■ THE REQUEST
Rewrite every line of the records below, adjusting each coordinate in the answers by adding 7 to it. Leave the pictures out.

■ TASK INPUT
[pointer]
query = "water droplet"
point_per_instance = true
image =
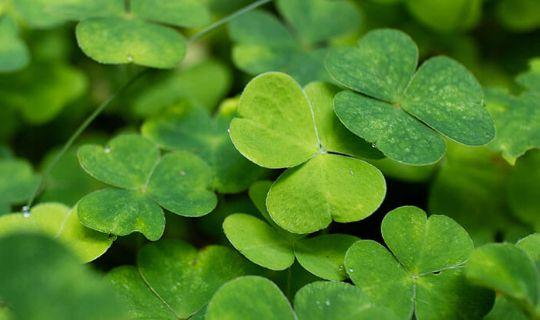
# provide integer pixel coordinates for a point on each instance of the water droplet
(26, 211)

■ FULL RESPONSE
[pointer]
query = "water droplet"
point_per_instance = true
image =
# provide integer pixel coordinates for a point on each instance of the water droplet
(33, 218)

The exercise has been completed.